-- begin Dataset excerpts --
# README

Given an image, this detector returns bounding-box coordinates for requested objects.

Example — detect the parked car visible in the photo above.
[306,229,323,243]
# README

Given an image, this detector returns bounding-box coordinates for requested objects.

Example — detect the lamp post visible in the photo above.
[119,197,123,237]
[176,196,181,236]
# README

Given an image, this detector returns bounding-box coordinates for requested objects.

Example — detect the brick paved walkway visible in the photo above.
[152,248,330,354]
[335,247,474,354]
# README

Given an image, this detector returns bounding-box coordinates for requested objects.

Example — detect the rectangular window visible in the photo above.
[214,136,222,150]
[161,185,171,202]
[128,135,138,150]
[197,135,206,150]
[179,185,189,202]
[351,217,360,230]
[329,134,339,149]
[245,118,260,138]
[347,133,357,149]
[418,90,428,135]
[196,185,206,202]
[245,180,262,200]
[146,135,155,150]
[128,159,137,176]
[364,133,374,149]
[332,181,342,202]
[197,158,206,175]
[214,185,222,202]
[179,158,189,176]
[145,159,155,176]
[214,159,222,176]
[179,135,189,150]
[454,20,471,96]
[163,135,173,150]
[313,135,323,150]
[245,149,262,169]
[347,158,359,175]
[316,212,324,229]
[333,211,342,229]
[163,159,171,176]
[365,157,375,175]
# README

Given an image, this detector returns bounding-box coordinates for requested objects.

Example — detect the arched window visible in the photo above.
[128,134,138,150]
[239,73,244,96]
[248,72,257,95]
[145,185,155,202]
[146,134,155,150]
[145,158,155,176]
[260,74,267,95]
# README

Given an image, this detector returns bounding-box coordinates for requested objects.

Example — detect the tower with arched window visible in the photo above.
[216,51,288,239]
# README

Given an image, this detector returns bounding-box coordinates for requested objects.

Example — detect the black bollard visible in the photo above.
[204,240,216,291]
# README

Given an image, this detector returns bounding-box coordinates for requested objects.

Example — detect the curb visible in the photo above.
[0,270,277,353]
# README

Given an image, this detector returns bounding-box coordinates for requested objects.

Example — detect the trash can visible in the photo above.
-- end Dataset excerpts --
Copy out, character for character, the part of the records that opens with their first line and closes with the line containing "[306,229,323,243]". Include both of these end lines.

▸ Response to the task:
# README

Given an image, this detector returns bounding-box coordinates for requested objects.

Example — detect the parked car visible in the photo above.
[306,229,323,243]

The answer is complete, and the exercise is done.